>>

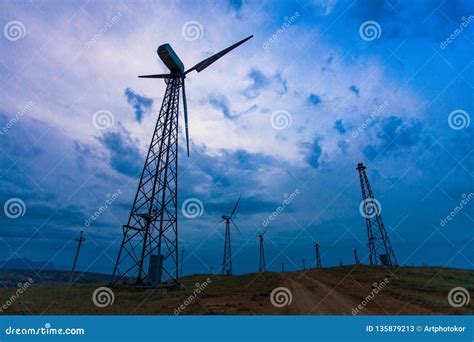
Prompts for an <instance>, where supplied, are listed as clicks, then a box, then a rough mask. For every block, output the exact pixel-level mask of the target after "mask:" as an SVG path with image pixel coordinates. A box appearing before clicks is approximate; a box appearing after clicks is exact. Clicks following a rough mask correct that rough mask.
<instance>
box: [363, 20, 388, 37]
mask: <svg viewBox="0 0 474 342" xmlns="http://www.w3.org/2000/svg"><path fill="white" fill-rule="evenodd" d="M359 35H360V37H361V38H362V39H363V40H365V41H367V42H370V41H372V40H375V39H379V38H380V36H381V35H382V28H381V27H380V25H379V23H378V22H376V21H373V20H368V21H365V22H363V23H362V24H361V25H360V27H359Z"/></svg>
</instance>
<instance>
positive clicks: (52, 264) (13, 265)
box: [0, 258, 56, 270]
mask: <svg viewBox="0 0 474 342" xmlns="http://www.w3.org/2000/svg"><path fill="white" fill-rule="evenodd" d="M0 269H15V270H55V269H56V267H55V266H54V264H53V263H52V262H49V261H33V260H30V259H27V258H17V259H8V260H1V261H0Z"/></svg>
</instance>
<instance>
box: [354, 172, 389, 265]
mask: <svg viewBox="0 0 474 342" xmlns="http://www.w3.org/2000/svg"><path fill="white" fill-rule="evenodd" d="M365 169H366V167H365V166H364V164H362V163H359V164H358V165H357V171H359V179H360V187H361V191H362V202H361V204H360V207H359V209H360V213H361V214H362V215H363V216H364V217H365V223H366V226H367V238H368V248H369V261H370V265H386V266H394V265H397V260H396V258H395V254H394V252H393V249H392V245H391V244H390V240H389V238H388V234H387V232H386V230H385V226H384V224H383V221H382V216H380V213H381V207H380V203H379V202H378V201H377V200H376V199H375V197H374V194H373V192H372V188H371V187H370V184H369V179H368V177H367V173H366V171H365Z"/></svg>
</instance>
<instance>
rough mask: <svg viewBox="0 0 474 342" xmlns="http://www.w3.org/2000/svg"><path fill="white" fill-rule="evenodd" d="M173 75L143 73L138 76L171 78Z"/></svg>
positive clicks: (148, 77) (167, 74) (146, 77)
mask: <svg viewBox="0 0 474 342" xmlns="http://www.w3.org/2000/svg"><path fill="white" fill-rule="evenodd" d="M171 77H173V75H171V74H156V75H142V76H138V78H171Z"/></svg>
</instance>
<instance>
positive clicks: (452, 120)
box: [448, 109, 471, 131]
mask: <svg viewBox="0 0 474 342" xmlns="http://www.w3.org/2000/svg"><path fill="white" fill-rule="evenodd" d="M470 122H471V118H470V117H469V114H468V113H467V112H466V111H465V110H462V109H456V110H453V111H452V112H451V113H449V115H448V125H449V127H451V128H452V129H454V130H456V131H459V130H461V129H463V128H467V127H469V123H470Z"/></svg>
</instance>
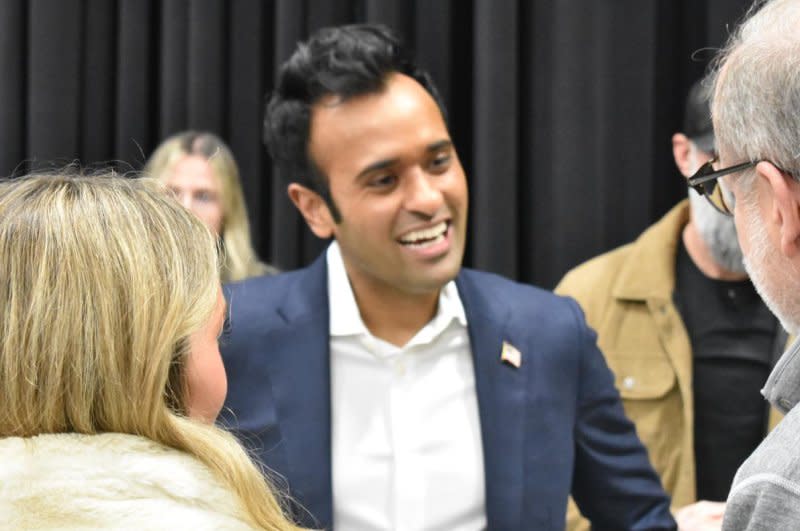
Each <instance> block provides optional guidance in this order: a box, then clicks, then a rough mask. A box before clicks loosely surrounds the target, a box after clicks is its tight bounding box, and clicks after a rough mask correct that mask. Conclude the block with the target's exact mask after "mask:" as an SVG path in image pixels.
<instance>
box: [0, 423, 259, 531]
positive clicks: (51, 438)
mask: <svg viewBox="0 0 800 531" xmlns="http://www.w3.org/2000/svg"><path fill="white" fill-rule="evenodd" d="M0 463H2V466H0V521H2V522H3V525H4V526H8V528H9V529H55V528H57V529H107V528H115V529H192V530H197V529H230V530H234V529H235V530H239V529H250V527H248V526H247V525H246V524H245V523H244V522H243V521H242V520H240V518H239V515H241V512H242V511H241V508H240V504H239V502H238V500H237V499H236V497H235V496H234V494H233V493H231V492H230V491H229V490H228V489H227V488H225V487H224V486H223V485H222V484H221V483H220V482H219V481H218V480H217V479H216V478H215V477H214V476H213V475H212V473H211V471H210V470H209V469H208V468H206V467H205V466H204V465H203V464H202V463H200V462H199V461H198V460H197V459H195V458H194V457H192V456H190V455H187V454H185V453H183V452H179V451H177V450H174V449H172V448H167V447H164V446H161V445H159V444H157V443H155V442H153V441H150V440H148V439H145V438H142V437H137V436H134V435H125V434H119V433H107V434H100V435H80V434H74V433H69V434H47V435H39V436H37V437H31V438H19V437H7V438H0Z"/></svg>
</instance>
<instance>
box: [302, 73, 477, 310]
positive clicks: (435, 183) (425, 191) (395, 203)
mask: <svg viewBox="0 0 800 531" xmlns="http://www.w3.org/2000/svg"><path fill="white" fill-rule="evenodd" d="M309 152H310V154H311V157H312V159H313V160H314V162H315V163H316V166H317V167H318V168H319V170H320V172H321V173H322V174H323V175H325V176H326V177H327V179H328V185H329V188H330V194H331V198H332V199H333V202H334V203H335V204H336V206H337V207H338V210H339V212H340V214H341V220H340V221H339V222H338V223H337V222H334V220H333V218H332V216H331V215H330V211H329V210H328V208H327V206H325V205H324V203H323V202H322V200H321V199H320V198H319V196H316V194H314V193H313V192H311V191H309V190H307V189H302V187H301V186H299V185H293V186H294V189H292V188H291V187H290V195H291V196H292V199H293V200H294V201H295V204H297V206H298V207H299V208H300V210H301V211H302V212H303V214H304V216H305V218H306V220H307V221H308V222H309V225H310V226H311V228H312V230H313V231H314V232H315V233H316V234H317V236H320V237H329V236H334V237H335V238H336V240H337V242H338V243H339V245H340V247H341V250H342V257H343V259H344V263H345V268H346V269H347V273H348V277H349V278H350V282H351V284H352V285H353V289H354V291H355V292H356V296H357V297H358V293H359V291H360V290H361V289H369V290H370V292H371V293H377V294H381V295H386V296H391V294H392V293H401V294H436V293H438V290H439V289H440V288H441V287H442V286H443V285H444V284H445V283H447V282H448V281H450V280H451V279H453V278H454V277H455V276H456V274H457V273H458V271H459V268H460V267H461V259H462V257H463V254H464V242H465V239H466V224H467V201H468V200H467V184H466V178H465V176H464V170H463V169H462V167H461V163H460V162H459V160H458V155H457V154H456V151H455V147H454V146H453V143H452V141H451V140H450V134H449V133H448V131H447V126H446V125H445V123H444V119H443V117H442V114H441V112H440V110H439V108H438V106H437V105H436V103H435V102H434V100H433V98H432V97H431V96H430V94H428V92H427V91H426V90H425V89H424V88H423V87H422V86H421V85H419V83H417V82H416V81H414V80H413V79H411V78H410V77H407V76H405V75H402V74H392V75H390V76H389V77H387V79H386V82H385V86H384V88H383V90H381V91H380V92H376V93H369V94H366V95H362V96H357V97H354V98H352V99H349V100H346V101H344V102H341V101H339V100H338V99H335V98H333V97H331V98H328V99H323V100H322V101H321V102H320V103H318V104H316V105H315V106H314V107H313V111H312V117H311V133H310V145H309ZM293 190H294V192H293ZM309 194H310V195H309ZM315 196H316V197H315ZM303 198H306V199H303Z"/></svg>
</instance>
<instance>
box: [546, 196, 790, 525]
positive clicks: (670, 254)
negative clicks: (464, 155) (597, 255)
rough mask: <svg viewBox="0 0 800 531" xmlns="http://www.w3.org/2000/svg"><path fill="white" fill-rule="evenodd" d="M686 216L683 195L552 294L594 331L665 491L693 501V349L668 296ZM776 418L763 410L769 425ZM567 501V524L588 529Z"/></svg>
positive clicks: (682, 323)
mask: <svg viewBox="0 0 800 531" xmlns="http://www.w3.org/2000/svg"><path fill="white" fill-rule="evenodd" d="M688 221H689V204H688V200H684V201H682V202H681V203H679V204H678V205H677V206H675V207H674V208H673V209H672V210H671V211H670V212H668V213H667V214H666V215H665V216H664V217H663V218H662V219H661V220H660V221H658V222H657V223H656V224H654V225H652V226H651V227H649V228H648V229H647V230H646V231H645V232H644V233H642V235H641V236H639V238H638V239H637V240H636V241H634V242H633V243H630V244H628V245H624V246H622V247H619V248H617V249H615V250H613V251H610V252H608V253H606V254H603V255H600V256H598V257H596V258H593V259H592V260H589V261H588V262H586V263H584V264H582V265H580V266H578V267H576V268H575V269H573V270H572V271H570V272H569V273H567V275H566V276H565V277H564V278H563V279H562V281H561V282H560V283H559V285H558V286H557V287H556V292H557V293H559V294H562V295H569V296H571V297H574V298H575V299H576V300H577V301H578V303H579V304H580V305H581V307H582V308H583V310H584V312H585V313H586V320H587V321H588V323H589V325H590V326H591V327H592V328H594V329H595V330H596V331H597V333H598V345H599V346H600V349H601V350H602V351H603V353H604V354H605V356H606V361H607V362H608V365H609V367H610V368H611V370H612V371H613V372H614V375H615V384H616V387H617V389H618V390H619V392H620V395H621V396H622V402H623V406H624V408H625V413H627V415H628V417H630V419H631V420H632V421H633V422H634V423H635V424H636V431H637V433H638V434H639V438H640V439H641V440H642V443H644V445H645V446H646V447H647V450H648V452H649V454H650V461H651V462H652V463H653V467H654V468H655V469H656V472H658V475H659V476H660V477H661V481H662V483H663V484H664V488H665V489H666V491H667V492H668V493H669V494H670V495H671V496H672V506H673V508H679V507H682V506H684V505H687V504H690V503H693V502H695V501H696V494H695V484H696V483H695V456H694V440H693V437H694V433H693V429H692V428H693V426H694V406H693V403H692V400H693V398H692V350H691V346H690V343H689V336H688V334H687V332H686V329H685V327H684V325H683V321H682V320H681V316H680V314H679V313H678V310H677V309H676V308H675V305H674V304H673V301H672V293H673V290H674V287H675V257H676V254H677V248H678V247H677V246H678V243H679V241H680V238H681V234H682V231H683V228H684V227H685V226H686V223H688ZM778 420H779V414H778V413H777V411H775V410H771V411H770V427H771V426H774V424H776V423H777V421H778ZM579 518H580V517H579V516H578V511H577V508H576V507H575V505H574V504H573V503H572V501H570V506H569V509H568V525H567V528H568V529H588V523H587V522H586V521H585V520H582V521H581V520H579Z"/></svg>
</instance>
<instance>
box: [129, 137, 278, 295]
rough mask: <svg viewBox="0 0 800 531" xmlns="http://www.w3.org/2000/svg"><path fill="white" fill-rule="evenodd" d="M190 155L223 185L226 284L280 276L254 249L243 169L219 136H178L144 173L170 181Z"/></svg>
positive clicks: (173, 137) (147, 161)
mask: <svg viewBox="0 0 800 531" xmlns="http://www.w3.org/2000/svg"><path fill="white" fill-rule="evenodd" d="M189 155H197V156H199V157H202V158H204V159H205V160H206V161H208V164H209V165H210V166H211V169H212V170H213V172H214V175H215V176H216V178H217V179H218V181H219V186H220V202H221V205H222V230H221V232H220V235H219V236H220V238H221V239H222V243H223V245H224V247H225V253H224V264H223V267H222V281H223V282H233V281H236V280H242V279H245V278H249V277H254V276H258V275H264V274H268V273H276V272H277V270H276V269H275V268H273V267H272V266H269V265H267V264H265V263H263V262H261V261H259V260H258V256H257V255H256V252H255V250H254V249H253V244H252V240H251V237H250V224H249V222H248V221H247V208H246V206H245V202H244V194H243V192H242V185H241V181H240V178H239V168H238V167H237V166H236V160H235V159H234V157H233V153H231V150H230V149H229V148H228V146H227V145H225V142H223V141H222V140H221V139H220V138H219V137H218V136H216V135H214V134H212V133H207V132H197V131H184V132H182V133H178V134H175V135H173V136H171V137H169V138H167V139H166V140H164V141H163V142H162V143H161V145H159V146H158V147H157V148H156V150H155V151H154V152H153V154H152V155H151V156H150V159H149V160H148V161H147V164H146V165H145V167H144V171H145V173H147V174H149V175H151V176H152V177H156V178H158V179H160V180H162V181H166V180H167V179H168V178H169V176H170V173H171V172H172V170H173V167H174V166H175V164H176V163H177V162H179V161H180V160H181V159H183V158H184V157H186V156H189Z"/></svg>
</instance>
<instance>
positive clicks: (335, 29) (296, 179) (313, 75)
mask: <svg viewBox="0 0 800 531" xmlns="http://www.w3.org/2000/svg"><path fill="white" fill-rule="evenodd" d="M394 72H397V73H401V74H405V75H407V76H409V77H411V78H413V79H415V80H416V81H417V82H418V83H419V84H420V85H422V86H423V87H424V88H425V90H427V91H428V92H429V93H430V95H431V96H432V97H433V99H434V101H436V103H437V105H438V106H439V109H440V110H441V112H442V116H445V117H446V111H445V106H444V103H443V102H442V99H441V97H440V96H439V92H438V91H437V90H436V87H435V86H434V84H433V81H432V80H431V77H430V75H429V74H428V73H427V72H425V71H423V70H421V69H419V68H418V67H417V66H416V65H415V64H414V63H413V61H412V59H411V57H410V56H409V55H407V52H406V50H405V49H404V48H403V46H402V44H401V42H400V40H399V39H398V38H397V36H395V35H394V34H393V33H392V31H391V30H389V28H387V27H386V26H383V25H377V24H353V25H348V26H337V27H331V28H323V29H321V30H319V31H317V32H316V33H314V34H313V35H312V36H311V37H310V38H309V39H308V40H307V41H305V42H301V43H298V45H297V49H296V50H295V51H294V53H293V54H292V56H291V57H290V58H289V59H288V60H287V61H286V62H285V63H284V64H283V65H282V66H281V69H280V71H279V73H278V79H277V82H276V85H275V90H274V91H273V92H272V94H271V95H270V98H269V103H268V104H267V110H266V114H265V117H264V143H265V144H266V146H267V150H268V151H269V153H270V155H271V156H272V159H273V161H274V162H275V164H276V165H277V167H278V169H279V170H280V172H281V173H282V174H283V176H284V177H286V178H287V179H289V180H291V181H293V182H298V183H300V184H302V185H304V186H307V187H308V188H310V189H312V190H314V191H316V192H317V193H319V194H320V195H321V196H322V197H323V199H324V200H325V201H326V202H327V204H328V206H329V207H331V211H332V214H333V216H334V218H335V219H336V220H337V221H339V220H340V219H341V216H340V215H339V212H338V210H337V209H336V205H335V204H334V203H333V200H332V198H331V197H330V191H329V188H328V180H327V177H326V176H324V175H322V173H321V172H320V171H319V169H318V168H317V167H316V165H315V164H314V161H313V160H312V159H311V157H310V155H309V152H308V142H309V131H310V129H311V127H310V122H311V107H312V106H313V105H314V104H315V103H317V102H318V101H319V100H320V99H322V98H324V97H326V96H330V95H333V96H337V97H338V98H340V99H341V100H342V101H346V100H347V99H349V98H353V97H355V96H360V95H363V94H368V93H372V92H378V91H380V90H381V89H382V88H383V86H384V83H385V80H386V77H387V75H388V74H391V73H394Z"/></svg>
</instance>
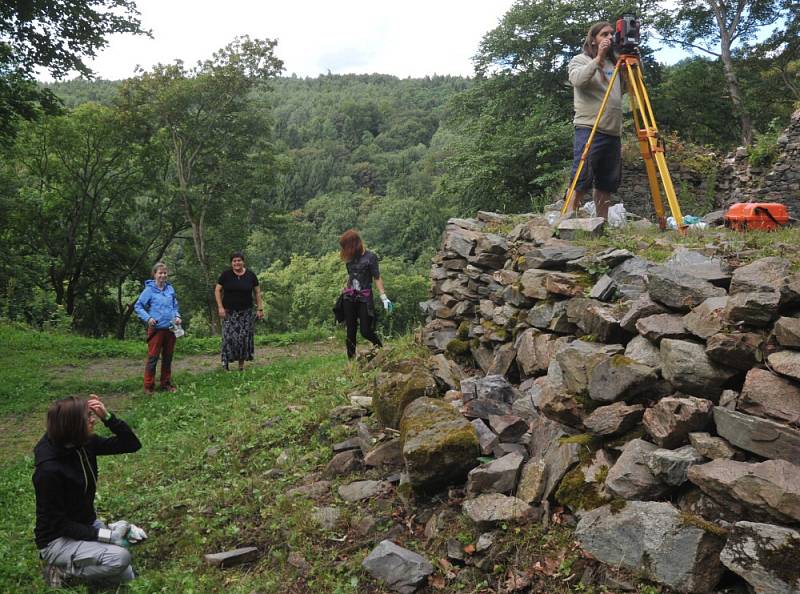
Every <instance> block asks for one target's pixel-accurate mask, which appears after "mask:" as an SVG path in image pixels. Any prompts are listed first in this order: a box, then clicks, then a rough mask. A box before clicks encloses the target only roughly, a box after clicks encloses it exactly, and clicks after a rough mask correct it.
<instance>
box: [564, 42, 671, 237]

<<

State how many lines in the entries above include the word "order"; reply with the number alone.

2